**** Extrait du texte

L'emploi aussi se transforme. Face à une demande qui évolue vite, à cause des modes, des innovations et de la concurrence, les entreprises tentent de « flexibiliser » les emplois, c'est-à-dire de les adapter quasi instantanément aux fluctuations d'activité et de demande : horaires variables, heures supplémentaires, emplois temporaires comme l'intérim et les contrats à durée déterminée. L'entreprise cherche à la fois à s'attacher durablement les travailleurs dont les compétences lui sont indispensables pour affronter la concurrence, et à disposer aussi d'un volant de main-d'œuvre plus « banale » qu'elle peut aisément remercier ou embaucher en cas de besoin. Le marché du travail devient donc plus dualiste, avec des emplois précaires et peu payés d'un côté, des emplois de qualité avec des garanties professionnelles de l'autre. Le salariat perd de son homogénéité : la classe ouvrière, qui a longtemps structuré l'emploi industriel et dont les luttes sociales ont favorisé l'amélioration des conditions de travail et de rémunération, est en déclin quantitatif avec la réduction du nombre d'emplois de fabrication, mais aussi en déclin qualitatif, avec la segmentation des groupes sociaux : l'avenir professionnel de chacun dépend désormais moins de son intégration à un groupe social qu'à sa formation et ses qualités personnelles. Dans le travail aussi, la massification est en voie de disparition, au profit de l'individualisation.

********

Restituez mot pour mot l'extrait sur la flexibilisation de l'emploi, du début à la fin.

**** Enregistrements présentés

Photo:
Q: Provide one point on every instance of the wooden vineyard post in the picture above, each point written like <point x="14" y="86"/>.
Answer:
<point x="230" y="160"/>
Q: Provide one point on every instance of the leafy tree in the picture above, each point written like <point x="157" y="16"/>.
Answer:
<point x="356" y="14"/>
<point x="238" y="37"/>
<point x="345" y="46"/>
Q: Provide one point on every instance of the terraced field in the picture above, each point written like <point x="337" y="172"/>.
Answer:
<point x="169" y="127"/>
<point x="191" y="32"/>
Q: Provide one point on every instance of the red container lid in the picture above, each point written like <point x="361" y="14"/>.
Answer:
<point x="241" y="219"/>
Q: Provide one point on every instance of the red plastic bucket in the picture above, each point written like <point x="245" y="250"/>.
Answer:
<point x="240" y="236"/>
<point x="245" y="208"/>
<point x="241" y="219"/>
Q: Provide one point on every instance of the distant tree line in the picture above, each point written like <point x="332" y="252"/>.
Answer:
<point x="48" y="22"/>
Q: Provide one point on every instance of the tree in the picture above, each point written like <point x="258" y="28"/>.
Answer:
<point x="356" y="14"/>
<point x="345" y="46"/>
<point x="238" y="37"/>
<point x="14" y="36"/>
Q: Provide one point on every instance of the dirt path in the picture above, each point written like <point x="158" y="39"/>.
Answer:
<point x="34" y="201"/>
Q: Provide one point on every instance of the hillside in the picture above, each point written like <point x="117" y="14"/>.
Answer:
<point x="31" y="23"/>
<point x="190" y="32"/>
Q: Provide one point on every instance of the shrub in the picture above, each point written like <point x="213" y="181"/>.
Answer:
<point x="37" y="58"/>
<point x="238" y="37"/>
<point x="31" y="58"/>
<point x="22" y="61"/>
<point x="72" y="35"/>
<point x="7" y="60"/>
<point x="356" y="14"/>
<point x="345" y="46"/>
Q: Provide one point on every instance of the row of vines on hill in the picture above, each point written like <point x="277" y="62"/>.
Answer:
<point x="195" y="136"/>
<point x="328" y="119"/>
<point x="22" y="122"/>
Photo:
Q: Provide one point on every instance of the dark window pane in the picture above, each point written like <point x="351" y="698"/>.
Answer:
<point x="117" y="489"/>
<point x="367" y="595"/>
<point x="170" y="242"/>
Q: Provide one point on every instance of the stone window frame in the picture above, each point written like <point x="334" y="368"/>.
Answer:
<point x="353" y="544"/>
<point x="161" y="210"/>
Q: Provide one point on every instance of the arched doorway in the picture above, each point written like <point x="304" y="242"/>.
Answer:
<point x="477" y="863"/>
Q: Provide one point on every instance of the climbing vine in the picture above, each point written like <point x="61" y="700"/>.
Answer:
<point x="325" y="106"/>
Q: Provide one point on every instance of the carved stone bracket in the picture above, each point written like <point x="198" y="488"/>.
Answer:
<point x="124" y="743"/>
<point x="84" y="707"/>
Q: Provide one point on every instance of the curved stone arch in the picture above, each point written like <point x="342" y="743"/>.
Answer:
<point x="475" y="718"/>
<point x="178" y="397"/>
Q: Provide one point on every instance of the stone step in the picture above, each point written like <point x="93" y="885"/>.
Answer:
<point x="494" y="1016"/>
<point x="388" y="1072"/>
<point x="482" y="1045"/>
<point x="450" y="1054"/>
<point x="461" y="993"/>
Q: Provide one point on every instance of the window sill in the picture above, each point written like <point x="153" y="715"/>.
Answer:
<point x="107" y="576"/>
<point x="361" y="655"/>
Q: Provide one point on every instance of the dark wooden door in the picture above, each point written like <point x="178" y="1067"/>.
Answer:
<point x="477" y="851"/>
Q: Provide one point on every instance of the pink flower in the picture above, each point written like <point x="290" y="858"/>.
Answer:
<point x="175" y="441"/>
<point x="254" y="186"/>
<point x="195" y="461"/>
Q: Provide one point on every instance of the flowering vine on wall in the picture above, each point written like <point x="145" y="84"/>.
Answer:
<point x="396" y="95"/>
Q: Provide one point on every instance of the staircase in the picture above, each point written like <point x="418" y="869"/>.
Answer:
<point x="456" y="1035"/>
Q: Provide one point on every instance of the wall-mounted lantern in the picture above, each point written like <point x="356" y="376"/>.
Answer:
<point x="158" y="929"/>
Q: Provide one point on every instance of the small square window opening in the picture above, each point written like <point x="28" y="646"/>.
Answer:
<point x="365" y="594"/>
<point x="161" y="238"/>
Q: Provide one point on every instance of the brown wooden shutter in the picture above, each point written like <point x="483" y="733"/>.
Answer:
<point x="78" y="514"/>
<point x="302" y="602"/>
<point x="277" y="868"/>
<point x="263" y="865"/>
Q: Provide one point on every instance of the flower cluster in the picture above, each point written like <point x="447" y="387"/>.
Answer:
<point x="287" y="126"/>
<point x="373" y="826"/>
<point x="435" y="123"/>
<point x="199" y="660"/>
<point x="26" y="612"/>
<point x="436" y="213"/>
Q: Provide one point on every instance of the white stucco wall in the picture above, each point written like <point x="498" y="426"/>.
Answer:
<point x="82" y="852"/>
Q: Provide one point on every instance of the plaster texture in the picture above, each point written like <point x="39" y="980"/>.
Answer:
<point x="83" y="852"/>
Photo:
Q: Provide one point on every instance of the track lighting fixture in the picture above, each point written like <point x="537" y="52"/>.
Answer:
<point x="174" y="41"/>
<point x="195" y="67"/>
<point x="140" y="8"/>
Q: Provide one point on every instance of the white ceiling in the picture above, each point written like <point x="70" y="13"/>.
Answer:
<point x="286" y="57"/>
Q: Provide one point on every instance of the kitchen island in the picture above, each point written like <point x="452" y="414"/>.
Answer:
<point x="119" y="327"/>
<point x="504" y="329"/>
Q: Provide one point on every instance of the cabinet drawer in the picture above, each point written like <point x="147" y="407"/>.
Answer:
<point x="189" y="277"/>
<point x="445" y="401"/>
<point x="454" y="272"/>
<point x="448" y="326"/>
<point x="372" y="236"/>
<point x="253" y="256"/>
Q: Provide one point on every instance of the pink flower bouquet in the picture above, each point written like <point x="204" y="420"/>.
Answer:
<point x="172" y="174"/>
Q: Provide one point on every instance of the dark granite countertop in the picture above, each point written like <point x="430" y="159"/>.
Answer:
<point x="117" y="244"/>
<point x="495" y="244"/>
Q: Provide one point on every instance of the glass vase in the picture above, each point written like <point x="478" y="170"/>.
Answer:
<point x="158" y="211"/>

********

Corrigé de l'exercice>
L'emploi aussi se transforme. Face à une demande qui évolue vite, à cause des modes, des innovations et de la concurrence, les entreprises tentent de « flexibiliser » les emplois, c'est-à-dire de les adapter quasi instantanément aux fluctuations d'activité et de demande : horaires variables, heures supplémentaires, emplois temporaires comme l'intérim et les contrats à durée déterminée. L'entreprise cherche à la fois à s'attacher durablement les travailleurs dont les compétences lui sont indispensables pour affronter la concurrence, et à disposer aussi d'un volant de main-d'œuvre plus « banale » qu'elle peut aisément remercier ou embaucher en cas de besoin. Le marché du travail devient donc plus dualiste, avec des emplois précaires et peu payés d'un côté, des emplois de qualité avec des garanties professionnelles de l'autre. Le salariat perd de son homogénéité : la classe ouvrière, qui a longtemps structuré l'emploi industriel et dont les luttes sociales ont favorisé l'amélioration des conditions de travail et de rémunération, est en déclin quantitatif avec la réduction du nombre d'emplois de fabrication, mais aussi en déclin qualitatif, avec la segmentation des groupes sociaux : l'avenir professionnel de chacun dépend désormais moins de son intégration à un groupe social qu'à sa formation et ses qualités personnelles. Dans le travail aussi, la massification est en voie de disparition, au profit de l'individualisation.